§ TO DO
Will you transcribe the entries that follow, exactly and in full?

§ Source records
================================

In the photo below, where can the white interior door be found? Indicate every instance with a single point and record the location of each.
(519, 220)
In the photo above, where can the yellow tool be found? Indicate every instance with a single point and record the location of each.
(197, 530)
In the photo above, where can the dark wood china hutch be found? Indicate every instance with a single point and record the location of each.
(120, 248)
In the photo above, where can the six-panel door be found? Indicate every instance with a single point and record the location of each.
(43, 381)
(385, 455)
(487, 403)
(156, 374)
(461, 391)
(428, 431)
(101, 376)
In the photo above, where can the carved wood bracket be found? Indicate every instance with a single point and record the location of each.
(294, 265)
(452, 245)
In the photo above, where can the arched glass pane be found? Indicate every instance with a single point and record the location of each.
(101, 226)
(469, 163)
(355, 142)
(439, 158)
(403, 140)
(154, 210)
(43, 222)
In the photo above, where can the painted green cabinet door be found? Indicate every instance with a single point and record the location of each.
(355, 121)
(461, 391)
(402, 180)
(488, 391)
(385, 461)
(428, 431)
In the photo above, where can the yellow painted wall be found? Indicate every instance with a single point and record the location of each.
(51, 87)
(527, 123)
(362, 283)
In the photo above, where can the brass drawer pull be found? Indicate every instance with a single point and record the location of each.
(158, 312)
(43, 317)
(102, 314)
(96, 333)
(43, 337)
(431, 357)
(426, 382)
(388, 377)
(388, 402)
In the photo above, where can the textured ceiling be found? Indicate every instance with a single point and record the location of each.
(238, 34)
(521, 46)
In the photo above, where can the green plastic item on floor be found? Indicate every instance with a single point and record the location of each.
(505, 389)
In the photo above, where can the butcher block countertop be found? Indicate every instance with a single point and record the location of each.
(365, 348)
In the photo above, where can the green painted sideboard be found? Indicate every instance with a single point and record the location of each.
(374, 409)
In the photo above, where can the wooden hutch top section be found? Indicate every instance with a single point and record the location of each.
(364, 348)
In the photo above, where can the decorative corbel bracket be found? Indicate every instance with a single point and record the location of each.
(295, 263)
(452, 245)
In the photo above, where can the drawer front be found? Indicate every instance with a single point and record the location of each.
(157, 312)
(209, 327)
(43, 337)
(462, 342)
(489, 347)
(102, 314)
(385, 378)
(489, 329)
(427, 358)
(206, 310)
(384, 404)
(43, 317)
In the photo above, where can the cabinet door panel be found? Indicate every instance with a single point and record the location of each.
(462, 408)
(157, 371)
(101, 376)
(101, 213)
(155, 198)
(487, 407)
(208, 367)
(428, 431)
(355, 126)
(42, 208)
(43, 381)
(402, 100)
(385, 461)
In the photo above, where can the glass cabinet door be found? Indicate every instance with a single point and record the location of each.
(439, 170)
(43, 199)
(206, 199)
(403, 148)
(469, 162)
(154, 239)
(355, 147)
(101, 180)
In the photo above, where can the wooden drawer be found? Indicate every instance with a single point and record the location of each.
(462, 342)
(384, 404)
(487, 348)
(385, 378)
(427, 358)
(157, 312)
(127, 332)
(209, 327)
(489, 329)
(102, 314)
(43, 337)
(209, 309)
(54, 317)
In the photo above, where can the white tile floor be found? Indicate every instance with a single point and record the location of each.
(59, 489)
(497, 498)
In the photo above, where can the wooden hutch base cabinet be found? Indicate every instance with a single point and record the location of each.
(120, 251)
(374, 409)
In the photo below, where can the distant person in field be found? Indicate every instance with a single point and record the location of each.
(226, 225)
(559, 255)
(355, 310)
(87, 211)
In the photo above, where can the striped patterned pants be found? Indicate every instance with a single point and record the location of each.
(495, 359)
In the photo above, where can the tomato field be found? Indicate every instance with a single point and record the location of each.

================================

§ EXERCISE ANSWER
In the photo below, where can the white interior door be found? Indicate every instance with a single point and record the location of each.
(519, 220)
In the photo above, where can the yellow tool be found? Indicate every instance with a single point and record the location of each.
(197, 530)
In the photo above, where can the dark wood china hutch be found? Indicate every instance with a single point and record the location of each.
(120, 248)
In the photo above, where can the six-panel door be found? Indicate every instance with a single point and record the location of each.
(43, 381)
(385, 455)
(487, 403)
(156, 374)
(461, 391)
(428, 431)
(101, 376)
In the photo above, where can the carved wood bracket be found? Indicate every instance with a single point and record the location of each.
(294, 265)
(452, 245)
In the photo above, where can the arched glass pane be found? Indicate every instance with a single point and record the location of each.
(101, 226)
(469, 163)
(355, 142)
(439, 158)
(403, 140)
(154, 210)
(43, 222)
In the photo above, where can the painted green cabinet door be found? Indicate every instance with a single point and record the location of each.
(355, 121)
(461, 391)
(402, 180)
(488, 391)
(385, 461)
(428, 431)
In the photo above, where can the yellow painted wall be found? Indicate every instance with a single point and record the location of each.
(51, 87)
(527, 123)
(362, 283)
In the photo above, where can the brass drawer pull be found? Indicate every instance with a single point and record the location of each.
(158, 312)
(43, 317)
(102, 314)
(96, 333)
(43, 337)
(431, 357)
(426, 382)
(388, 377)
(388, 402)
In the photo above, where can the textured ceiling be found? Indicate every instance with a single point and record the location of each.
(238, 34)
(521, 46)
In the photo above, where can the green plastic item on floor be found? Indicate every instance with a single point and record the location of each.
(505, 389)
In the photo above, where can the butcher block countertop be found? Indicate every instance with a single point and record the location of each.
(365, 348)
In the photo above, where can the green painted sideboard be found? Indicate every instance with a single point and record the location of each.
(374, 409)
In the photo above, where can the wooden hutch top section be found? Indicate every instance with a single point and record the location of each.
(364, 348)
In the photo above, where can the decorative corbel bracket be found? Indicate every instance with a single point and record the location of each.
(295, 263)
(452, 245)
In the photo above, where can the drawer front be found? Indicate every instance with a single point and record the location of each.
(157, 312)
(209, 327)
(43, 337)
(462, 342)
(489, 347)
(102, 314)
(385, 378)
(489, 329)
(427, 358)
(206, 310)
(384, 404)
(43, 317)
In the photo above, where can the cabinet door panel be found? Indicate every instance with a single point and record the location of each.
(462, 408)
(157, 371)
(101, 376)
(101, 213)
(155, 198)
(487, 407)
(208, 367)
(428, 431)
(355, 126)
(42, 208)
(43, 381)
(402, 100)
(385, 461)
In the photo above, where can the glass cabinet door be found? Indicate every instance with a single point and record the location of each.
(439, 170)
(43, 199)
(206, 199)
(403, 148)
(469, 162)
(154, 239)
(355, 147)
(101, 180)
In the photo above, where can the wooden drawer be found? Indicate every instance with a single point and record the location of each.
(462, 342)
(384, 404)
(487, 348)
(385, 378)
(427, 358)
(157, 312)
(127, 332)
(209, 327)
(489, 329)
(102, 314)
(43, 337)
(209, 309)
(54, 317)
In the photo above, where can the white tile floor be found? Indicate every instance with a single point and record the location of each.
(59, 489)
(497, 498)
In the photo above, where can the wooden hutch base cabinet be found? Indicate every instance with a single point and record the location of each.
(120, 251)
(374, 409)
In the photo below, where can the distant person in field be found? Indicate every instance with a single point and record the location of each.
(226, 225)
(559, 255)
(355, 310)
(87, 211)
In the photo above, where can the striped patterned pants be found? Indicate every instance with a single point and record the location of each.
(495, 359)
In the photo above, where can the tomato field be found? Indicate every instance with a single point and record the location of each.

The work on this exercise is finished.